- [Deine Aufgaben]
• A. Erkläre in ein bis drei Sätzen, warum Helmuth Klotz laut dem Lebenslauf sein Abitur 1912 früher ablegte.
• B. Schreib aus dem Lebenslauf die Stelle genau ab, die mit "Verheiratet: 1. 1918" anfängt und bis "Herbert Linder (Autor)" weitergeht.

- [Vorliegender Text]
* * * * * * * * *
Klotz, Helmuth 

Geburtsdatum/-ort: 30.10.1894;  Freiburg i. Br.
Sterbedatum/-ort: 03.02.1943; Berlin-Plötzensee
Beruf/Funktion:
  • Oberleutnant zur See, Schriftsteller, Opfer des NS-Regimes
Kurzbiografie: 1909 Helmholtz-Oberrealschule Karlsruhe
1912 vorverlegtes Abitur wegen Einberufung als Seekadett
1914-1918 Seeoffizier und Marineflieger mit Auszeichnungen: Eisernes Kreuz II. Klasse, Eisernes Kreuz I. Klasse, Ritterkreuz 1. Klasse mit Schwertern des Ordens vom Zähringer Löwen
1918-1921 Studien in Rostock, Freiburg i. Br. und Frankfurt a. M.; Dr. der Staatswissenschaften
1922 2. Vorsitzender der Deutschvölkischen Freiheitspartei (DVFP) in Frankfurt a. M.
1923 SA-Führer in Nürnberg und Teilnahme am Hitlerputsch vom 8./9. November
1923-1924 Schutzhaftgefangener in Landsberg am Lech
1924 Bruch mit der NSDAP und Adolf Hitler
1929 Reichsbanner und SPD; gefürchteter Kämpfer gegen den SA-Terror
1933 Flucht nach Frankreich
1936 Teilnahme am Spanischen Bürgerkrieg auf der Seite der Republikanischen Regierung
1937 Wiederbelebungsversuch einer Volksfront (SPD und KPD) unter den Emigranten
1938 Berichterstattung über die deutsche Aufrüstung und Kriegsvorbereitung in Exilzeitungen
1939 Bildung einer „Deutschen Legion“
1940 Verhaftung in Paris
Weitere Angaben zur Person: Religion: ev.
Verheiratet: 1. 1918 (Wernigerode) Johanna, geb. von Korff-Krokisius (1897-1988), geschieden im September 1920, wieder verheiratet 1921, wieder geschieden 1931
2. 1931 (Berlin) Maria, geb. von Bechtold (1905-1949)
Eltern: Vater: Adolf (1864-1936), Dr. jur., Ministerialdirektor am Verwaltungsgericht Karlsruhe
Mutter: Johanna, geb. Manger (1869-1951)
Geschwister: Erika (1893-1989)
Kinder: aus 1. Ehe: Hans-Helmut (1919-1983), Hans Wolfgang (1922-1944)
GND-ID: GND/120346516

Biografie: Herbert Linder (Autor)
* * * * * * * * *
Einträge aus einer Datensammlung:

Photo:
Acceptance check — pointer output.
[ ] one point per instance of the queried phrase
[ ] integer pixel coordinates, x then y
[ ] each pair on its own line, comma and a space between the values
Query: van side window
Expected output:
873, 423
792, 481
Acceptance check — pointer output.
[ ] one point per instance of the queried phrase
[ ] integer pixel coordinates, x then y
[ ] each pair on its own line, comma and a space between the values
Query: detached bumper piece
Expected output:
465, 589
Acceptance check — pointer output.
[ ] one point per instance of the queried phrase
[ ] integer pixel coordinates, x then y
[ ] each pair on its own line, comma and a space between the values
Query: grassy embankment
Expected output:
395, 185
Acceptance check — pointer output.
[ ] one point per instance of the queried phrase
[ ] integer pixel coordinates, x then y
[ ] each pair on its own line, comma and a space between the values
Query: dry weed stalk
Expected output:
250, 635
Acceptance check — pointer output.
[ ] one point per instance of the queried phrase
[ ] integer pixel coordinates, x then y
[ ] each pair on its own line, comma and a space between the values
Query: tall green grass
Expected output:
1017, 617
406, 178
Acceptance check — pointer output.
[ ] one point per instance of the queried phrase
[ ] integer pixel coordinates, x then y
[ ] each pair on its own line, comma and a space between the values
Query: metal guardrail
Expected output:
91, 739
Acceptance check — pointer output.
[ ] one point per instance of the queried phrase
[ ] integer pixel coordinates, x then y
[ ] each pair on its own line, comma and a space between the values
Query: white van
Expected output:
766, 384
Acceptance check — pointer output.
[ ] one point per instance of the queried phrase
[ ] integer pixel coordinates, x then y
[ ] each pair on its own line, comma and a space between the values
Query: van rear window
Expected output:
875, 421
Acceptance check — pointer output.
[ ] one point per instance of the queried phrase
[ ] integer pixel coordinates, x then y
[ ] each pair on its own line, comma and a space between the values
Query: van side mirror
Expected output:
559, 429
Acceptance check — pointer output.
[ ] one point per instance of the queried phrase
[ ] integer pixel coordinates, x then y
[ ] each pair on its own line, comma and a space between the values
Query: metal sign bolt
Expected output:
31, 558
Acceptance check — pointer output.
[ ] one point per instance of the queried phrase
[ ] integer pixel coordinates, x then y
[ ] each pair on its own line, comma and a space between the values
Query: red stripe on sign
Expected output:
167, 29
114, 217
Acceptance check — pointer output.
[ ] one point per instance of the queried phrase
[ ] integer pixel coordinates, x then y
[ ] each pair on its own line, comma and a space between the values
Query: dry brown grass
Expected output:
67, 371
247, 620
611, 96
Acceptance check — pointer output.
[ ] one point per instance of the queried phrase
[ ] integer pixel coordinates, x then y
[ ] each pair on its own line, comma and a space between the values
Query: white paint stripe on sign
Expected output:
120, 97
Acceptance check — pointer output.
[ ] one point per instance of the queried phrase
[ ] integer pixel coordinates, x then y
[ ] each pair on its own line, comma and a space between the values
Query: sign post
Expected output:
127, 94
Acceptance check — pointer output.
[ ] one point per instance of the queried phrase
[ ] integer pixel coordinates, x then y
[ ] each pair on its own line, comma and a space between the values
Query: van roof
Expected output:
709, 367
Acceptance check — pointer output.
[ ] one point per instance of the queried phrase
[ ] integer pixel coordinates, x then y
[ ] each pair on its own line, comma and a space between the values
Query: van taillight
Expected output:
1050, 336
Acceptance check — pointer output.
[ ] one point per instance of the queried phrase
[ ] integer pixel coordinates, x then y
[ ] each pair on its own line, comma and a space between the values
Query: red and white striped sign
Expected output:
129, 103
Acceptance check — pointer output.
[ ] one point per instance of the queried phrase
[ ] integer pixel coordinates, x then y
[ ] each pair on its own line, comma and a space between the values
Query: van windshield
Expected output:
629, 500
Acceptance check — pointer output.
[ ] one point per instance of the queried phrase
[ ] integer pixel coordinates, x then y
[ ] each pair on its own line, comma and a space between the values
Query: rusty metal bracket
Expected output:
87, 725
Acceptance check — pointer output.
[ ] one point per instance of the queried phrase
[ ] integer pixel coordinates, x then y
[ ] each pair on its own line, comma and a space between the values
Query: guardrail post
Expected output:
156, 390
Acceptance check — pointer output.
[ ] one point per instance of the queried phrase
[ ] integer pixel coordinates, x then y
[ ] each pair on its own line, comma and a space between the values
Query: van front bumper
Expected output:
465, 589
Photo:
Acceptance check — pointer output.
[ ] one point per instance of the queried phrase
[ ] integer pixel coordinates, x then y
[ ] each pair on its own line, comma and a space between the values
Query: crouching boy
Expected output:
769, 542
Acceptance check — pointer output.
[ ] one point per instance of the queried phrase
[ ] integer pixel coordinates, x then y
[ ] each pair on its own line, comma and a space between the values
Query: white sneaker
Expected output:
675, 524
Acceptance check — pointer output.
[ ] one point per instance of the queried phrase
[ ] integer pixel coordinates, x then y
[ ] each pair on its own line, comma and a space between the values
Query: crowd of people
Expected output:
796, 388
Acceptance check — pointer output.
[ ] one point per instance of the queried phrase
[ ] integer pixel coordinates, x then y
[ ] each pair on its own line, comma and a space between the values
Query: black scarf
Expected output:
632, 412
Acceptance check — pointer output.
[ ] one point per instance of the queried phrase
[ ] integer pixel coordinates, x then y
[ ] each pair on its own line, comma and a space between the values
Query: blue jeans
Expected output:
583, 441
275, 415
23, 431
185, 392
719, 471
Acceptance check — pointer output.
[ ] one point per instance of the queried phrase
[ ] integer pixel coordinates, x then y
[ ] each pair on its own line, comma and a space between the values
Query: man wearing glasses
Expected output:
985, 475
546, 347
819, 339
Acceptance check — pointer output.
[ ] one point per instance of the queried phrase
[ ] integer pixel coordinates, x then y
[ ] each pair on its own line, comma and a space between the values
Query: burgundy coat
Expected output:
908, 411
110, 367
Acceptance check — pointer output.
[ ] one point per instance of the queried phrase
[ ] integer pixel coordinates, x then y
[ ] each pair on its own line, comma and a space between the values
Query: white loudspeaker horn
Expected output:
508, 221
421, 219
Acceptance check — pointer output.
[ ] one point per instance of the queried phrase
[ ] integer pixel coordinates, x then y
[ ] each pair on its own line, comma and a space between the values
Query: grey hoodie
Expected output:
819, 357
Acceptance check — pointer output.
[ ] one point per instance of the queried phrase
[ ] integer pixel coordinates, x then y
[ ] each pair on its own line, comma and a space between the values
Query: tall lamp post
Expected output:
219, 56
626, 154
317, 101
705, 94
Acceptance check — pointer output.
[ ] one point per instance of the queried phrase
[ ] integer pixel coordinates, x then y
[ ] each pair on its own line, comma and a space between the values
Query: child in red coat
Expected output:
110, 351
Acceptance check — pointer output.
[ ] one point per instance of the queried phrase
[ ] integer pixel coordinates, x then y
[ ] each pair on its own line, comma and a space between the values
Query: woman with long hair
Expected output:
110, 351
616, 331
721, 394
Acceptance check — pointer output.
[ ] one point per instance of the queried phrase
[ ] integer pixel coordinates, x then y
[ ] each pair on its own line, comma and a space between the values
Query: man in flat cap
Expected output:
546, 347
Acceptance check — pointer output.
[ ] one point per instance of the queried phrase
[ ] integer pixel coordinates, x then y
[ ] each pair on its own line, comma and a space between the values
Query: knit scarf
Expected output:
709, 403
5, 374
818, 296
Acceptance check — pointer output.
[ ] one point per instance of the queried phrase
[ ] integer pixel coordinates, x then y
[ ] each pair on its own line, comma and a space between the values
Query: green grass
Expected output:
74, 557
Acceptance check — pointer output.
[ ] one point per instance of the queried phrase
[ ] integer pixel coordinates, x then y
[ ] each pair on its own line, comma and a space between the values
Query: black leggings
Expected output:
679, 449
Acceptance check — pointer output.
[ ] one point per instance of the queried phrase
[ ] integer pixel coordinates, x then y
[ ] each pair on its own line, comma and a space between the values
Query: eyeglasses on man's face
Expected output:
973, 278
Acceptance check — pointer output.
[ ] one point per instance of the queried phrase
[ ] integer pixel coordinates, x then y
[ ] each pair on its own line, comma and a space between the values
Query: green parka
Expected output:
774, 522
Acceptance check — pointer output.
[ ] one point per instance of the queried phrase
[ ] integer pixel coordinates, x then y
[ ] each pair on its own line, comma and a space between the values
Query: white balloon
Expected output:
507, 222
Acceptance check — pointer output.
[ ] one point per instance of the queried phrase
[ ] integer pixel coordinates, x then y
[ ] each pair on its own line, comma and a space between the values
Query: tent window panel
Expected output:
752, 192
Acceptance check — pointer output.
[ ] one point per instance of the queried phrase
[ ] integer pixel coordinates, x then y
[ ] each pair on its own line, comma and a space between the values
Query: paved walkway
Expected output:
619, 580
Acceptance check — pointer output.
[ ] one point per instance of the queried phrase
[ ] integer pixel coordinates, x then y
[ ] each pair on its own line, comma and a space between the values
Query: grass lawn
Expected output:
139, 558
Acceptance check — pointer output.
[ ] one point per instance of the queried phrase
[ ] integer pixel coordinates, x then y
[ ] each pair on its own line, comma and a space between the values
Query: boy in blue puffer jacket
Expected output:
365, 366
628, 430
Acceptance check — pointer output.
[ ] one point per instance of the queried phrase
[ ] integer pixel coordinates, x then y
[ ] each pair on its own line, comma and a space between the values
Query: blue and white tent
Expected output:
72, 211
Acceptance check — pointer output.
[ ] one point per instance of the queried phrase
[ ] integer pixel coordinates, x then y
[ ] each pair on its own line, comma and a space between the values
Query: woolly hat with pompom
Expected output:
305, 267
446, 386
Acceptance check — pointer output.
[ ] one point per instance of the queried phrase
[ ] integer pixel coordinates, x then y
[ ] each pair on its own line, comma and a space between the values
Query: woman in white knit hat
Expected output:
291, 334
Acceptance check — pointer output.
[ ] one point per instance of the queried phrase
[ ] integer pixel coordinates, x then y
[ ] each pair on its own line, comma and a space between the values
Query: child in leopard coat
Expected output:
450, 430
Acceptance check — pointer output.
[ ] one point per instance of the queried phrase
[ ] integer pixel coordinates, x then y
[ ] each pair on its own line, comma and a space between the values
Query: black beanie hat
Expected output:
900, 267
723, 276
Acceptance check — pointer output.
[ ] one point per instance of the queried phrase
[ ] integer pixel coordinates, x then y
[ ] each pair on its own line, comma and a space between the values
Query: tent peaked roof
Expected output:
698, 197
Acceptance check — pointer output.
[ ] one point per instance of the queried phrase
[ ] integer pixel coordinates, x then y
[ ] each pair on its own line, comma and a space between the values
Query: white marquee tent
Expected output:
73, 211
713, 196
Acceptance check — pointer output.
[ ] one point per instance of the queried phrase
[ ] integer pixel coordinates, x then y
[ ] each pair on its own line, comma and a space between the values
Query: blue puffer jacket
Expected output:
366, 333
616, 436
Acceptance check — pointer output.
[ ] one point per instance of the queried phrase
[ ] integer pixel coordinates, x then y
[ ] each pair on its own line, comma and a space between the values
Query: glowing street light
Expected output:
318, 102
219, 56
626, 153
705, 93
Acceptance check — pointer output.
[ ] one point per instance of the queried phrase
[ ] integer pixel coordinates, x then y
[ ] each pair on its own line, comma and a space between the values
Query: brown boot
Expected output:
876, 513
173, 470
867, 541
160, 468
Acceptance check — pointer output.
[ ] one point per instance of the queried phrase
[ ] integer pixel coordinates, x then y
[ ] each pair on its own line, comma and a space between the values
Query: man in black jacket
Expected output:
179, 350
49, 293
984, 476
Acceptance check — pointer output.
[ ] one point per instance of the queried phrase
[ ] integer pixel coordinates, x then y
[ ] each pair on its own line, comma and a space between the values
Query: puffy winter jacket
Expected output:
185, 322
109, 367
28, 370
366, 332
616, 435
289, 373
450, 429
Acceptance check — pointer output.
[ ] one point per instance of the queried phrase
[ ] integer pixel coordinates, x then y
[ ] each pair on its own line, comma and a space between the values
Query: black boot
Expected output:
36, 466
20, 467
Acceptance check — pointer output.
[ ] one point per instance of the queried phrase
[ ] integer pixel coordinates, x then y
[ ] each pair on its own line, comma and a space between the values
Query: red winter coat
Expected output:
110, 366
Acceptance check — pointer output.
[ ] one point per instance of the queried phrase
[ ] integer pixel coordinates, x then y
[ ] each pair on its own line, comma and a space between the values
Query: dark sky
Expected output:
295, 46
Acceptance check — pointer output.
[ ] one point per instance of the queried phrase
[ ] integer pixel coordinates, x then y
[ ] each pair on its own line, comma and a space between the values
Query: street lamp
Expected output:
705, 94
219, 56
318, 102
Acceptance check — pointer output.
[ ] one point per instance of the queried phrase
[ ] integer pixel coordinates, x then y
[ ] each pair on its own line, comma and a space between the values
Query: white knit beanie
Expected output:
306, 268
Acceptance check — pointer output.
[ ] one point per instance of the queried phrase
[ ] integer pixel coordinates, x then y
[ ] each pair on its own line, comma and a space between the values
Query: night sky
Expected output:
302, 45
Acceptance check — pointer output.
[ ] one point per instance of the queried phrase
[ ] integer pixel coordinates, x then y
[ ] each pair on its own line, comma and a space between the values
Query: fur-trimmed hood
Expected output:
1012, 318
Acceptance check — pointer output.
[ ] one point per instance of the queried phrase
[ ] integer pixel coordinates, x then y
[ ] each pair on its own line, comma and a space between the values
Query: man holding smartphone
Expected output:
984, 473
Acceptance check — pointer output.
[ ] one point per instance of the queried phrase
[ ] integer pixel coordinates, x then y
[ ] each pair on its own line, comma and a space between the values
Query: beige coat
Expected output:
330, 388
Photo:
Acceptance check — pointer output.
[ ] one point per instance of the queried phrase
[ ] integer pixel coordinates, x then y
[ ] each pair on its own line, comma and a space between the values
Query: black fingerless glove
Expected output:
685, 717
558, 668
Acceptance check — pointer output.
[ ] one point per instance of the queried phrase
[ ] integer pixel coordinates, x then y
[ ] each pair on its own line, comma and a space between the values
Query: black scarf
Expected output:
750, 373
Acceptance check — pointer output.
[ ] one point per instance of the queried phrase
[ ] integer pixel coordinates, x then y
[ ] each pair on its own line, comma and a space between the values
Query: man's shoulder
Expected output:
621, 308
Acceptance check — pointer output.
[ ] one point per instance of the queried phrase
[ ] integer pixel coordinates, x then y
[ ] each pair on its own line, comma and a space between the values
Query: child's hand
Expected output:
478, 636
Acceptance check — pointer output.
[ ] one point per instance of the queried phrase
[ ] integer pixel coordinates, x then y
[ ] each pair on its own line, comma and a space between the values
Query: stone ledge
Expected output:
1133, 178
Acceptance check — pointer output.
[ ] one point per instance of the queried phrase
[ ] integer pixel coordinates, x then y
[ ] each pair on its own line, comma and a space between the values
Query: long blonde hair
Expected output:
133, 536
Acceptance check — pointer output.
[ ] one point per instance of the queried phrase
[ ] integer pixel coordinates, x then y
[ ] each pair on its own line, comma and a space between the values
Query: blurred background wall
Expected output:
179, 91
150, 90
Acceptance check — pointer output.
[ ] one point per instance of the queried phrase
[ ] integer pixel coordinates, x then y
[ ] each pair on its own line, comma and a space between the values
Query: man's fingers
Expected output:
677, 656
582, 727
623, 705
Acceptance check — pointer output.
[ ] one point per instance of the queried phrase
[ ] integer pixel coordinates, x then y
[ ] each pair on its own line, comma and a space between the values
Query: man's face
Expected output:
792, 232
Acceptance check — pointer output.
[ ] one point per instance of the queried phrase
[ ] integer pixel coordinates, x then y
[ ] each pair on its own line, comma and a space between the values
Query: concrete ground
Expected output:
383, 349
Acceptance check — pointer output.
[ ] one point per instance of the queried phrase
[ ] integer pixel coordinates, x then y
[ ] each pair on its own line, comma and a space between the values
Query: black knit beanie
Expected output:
* * * * * * * * *
- [Die Ergebnisse]
• A. Das Abitur wurde vorverlegt, weil Helmuth Klotz 1912 als Seekadett einberufen wurde.

• B.
Verheiratet: 1. 1918 (Wernigerode) Johanna, geb. von Korff-Krokisius (1897-1988), geschieden im September 1920, wieder verheiratet 1921, wieder geschieden 1931
2. 1931 (Berlin) Maria, geb. von Bechtold (1905-1949)
Eltern: Vater: Adolf (1864-1936), Dr. jur., Ministerialdirektor am Verwaltungsgericht Karlsruhe
Mutter: Johanna, geb. Manger (1869-1951)
Geschwister: Erika (1893-1989)
Kinder: aus 1. Ehe: Hans-Helmut (1919-1983), Hans Wolfgang (1922-1944)
GND-ID: GND/120346516

Biografie: Herbert Linder (Autor)